> Problem to work on
Locate the lines of the listing below that hold "palm", then copy each of them.

- Opening Delimiter -

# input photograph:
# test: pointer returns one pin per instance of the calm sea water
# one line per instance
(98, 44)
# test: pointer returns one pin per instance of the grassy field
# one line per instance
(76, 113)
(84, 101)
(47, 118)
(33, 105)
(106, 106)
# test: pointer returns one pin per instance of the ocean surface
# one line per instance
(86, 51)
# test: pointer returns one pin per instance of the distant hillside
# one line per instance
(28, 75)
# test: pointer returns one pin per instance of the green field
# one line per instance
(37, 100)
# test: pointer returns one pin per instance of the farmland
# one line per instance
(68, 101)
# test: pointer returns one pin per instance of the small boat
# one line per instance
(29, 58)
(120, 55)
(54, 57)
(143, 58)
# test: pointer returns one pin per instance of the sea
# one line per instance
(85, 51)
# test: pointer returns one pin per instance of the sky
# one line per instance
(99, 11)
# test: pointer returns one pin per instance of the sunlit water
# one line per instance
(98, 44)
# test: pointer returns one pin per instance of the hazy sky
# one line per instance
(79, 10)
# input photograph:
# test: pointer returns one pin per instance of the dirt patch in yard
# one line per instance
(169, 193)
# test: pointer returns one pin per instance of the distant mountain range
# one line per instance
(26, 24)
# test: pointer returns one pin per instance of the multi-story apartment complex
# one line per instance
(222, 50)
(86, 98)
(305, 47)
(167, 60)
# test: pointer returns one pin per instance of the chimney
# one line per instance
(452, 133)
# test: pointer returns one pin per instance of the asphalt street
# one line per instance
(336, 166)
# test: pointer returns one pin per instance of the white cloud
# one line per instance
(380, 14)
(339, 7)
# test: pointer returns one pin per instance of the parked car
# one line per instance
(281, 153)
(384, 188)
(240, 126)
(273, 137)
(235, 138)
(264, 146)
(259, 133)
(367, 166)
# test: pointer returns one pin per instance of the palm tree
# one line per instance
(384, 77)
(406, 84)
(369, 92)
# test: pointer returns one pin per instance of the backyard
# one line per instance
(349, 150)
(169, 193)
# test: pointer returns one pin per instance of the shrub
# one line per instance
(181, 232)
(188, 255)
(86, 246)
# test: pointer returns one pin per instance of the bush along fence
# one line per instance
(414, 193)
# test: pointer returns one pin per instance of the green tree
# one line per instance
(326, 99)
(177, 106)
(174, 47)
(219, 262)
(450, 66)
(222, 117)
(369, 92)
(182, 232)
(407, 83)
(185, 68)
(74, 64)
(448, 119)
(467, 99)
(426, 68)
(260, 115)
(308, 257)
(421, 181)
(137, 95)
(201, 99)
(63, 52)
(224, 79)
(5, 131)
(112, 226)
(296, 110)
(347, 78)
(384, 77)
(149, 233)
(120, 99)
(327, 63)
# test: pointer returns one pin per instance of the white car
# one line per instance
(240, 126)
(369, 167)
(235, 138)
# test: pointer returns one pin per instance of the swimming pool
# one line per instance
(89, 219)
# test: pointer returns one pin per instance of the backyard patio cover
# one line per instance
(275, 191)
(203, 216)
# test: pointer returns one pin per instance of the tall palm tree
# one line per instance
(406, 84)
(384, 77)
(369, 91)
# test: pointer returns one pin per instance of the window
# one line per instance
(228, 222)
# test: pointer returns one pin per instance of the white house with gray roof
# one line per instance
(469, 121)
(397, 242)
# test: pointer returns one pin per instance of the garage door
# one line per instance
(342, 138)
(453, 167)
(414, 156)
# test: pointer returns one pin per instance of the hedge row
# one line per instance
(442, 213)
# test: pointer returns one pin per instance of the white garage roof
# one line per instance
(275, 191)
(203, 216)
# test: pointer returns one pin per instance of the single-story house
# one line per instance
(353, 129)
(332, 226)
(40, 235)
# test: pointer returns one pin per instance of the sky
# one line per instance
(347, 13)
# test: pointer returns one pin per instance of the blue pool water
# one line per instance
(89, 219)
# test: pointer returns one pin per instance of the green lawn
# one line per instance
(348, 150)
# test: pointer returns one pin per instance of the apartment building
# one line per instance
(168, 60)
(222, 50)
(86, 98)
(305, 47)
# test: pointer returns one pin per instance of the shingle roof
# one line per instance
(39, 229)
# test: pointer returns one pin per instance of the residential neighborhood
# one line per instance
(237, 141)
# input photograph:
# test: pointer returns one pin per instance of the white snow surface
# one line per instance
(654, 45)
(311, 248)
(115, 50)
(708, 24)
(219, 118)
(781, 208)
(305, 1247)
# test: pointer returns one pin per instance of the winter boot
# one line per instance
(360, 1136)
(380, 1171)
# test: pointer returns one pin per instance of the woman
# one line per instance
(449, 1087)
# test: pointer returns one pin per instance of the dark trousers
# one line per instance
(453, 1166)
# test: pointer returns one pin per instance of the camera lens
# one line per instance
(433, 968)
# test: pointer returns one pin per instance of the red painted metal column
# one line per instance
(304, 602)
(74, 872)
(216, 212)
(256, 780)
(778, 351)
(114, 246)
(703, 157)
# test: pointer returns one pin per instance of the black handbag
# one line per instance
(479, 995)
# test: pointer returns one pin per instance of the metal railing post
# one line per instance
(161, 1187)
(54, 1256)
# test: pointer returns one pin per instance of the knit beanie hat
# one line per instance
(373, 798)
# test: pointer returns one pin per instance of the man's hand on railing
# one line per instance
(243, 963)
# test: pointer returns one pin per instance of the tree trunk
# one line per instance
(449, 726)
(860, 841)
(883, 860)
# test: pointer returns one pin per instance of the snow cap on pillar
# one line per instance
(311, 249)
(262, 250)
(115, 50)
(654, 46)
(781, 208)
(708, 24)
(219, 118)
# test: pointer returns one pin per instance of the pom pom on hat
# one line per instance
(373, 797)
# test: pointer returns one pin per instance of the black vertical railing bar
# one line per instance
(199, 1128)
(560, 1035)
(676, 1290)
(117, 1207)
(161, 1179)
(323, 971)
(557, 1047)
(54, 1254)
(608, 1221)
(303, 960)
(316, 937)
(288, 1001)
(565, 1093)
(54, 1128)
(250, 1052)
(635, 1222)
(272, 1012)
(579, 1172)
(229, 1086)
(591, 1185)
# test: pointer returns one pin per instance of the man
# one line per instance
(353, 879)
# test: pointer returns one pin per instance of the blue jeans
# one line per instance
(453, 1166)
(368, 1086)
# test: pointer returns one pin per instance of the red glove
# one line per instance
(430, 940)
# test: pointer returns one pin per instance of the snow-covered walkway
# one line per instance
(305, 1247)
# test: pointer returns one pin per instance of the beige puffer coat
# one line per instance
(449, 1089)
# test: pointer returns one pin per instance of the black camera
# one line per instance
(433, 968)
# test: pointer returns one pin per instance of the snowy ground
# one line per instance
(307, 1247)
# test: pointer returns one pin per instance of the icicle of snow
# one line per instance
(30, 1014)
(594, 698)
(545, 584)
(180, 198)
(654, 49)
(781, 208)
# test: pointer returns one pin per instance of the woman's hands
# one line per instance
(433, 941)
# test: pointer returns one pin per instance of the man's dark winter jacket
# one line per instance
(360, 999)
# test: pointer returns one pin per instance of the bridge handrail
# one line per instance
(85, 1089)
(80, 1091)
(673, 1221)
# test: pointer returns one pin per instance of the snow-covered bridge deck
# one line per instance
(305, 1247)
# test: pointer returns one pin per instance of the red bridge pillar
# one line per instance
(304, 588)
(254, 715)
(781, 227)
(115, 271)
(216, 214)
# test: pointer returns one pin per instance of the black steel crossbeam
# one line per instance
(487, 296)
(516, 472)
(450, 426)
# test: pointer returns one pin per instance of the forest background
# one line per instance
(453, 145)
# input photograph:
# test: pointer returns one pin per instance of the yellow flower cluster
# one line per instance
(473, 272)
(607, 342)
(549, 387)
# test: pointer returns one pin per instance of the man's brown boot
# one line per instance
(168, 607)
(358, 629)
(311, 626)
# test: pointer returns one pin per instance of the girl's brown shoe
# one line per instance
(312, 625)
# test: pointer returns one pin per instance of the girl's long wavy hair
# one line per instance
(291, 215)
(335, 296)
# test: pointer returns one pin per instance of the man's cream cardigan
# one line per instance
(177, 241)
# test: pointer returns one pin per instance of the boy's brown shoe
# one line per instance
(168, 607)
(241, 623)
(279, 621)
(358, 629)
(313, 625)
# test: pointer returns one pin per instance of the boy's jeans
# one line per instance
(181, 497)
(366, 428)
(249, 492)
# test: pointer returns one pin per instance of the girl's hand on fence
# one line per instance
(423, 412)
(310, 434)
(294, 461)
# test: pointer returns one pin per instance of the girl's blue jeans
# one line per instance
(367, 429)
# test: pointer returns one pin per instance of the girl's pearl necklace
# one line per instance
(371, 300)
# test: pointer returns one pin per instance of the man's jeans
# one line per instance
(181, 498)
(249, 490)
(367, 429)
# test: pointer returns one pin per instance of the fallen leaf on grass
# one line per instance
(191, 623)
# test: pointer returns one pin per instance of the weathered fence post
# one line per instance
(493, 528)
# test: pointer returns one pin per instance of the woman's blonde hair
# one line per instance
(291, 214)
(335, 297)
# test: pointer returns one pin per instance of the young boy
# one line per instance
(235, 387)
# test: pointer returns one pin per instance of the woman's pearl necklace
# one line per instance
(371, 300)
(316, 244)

- Closing Delimiter -

> Solution to this task
# test: pointer returns one pin per instance of the palm tree
# test: pointer returns one pin per instance of the tall palm tree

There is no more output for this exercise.